→ Your goal
Copy each of the following entries line for line, leaving every character unchanged.

Shape boundary entries:
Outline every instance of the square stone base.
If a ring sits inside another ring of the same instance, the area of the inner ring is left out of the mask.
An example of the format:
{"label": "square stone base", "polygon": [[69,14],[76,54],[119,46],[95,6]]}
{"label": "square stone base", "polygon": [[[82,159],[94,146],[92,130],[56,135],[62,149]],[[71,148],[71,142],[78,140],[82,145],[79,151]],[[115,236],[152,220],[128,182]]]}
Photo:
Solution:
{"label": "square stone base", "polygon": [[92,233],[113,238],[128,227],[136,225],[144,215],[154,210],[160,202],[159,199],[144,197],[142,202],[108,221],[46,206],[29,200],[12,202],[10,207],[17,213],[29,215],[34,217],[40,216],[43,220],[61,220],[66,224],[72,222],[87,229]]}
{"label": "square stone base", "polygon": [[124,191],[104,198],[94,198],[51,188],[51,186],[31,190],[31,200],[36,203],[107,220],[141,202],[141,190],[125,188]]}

→ Final result
Outline every instance of the square stone base.
If a ring sits inside another ring of the same instance, the area of the inner ring is left out of the mask.
An example of the format:
{"label": "square stone base", "polygon": [[69,14],[76,54],[119,46],[95,6]]}
{"label": "square stone base", "polygon": [[[82,159],[94,146],[92,130],[56,135],[62,149]],[[71,148],[71,142],[78,140],[82,145],[79,151]],[[115,236],[152,220],[128,182]]]}
Photo:
Solution:
{"label": "square stone base", "polygon": [[92,233],[113,238],[128,227],[136,225],[144,215],[154,210],[160,202],[159,199],[144,197],[142,202],[108,221],[46,206],[29,200],[12,202],[10,207],[17,213],[29,215],[34,217],[40,216],[43,220],[61,220],[66,224],[72,222],[87,229]]}
{"label": "square stone base", "polygon": [[124,191],[104,198],[94,198],[51,188],[51,186],[31,190],[31,200],[36,203],[107,220],[141,202],[141,190],[125,188]]}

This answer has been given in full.